[THE RECORDS]:
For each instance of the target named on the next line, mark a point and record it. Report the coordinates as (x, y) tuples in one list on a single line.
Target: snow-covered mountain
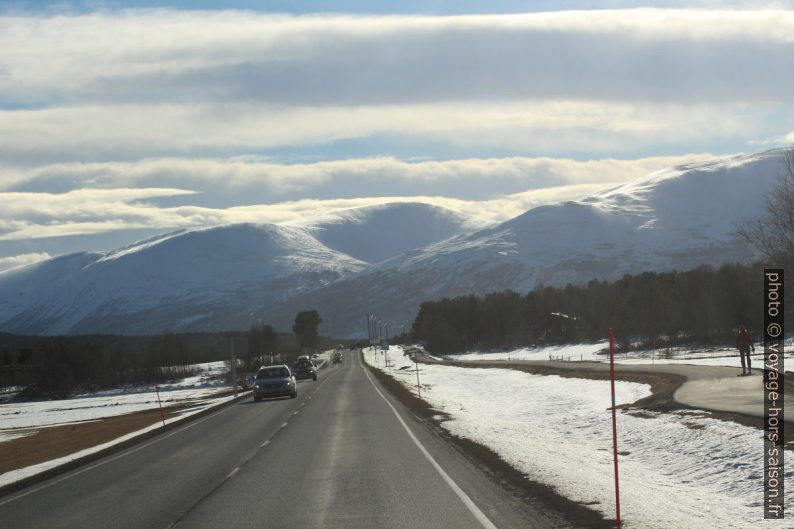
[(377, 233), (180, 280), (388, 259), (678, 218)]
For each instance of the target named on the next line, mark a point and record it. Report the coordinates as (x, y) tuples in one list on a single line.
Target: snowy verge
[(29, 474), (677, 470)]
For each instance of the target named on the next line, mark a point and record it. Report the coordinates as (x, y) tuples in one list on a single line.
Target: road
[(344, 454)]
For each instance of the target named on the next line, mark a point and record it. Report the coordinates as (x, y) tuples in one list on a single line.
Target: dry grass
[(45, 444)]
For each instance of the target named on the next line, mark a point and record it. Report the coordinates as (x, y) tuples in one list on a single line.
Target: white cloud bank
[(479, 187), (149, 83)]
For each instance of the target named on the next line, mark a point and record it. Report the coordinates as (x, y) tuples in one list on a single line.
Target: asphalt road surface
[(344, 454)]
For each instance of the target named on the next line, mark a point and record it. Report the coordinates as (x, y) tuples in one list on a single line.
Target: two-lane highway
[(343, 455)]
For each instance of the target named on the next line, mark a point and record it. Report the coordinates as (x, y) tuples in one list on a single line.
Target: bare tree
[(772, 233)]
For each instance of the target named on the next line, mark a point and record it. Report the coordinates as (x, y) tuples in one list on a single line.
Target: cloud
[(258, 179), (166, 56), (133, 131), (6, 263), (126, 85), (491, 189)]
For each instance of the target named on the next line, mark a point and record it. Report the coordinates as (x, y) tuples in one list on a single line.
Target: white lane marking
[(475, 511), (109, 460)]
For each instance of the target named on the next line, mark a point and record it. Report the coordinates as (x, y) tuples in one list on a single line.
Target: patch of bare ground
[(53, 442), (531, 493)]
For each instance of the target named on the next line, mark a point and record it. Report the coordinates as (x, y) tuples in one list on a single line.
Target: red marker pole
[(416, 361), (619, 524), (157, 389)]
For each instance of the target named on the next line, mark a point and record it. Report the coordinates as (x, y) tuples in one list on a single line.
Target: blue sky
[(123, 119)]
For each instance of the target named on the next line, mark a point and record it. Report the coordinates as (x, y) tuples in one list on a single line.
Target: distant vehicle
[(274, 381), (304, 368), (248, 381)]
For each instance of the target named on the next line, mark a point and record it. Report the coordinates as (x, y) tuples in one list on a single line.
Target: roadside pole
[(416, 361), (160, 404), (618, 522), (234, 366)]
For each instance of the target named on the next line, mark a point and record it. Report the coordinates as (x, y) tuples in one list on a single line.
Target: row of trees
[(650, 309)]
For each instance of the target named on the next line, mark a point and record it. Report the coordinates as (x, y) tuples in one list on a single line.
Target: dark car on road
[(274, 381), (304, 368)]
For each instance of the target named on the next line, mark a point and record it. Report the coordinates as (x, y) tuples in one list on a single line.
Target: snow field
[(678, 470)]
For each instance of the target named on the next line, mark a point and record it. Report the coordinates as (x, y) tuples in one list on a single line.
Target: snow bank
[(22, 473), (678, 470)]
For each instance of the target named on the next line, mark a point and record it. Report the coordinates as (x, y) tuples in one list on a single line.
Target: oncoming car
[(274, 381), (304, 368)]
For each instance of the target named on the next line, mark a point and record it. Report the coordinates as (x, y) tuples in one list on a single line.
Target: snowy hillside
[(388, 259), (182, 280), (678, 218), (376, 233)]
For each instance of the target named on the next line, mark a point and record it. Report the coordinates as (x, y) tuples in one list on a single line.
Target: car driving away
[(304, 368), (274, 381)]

[INSTRUCTIONS FOR THE TASK]:
Add 23 to every coordinate value in the answers, then write the listing out again from its first line through the line containing "[(53, 442), (531, 493)]", with both of those lines and the requests included. Omit the pictures.

[ANSWER TO THE TASK]:
For each instance of the target named on the next line, mark a point and record it. Report the coordinates as (x, y) tuples in one list on a single line.
Target: snow-covered mountain
[(400, 256), (203, 303), (411, 282), (701, 241)]
For each instance of the target named on the next line, mark a point and record it. Report the coordinates as (x, y) tuples in one list on a single line.
Target: snowy verge
[(52, 497), (700, 493)]
For each instance of the target named on the next line, mark a point and record it. Report the coordinates as (x, y) tuples in one list on a single line.
Target: road
[(367, 477)]
For each instance of the target named on the next line, mark a point and record it. Report the coordinates as (x, y) tuples in one list on a single line.
Target: dry grass
[(68, 467)]
For each instance of the target named on the next line, mark a point and record it. Report the coordinates as (x, y) tuples in one list on a single line.
Target: white cloud bank
[(502, 210), (172, 106)]
For each instance of the target named on the next line, mark a point and record it. Report the coordinates as (x, y) tuples in one list on a single line.
Target: asphalt road surface
[(367, 477)]
For each instance of the target named on the next line, mark a point and record it. Report the coordinates as (x, y) tuples in one list on a single line.
Target: two-lane highway
[(366, 478)]
For each instance of the target named on the next line, mark a point and record it. Report the coordinates as (x, y) tuples in one list on a single line.
Target: bare tree
[(795, 256)]
For each instance of the target named on the next line, mark a point and record it. Report the coordinates as (x, y) tuples in one list on a single line.
Target: cloud
[(281, 202), (189, 79), (156, 154), (29, 286), (149, 108), (514, 212)]
For each instance of the target named on the next line, mark a point and record it. Report the coordinates as (x, y) tuples in one list on a single line.
Target: white lane marking
[(498, 534), (132, 483)]
For each instance of the target named on the next line, mark a point and record it. Report the coordinates as (x, y) tuples in one list on a single line.
Target: patch of bare ground
[(76, 465), (554, 516)]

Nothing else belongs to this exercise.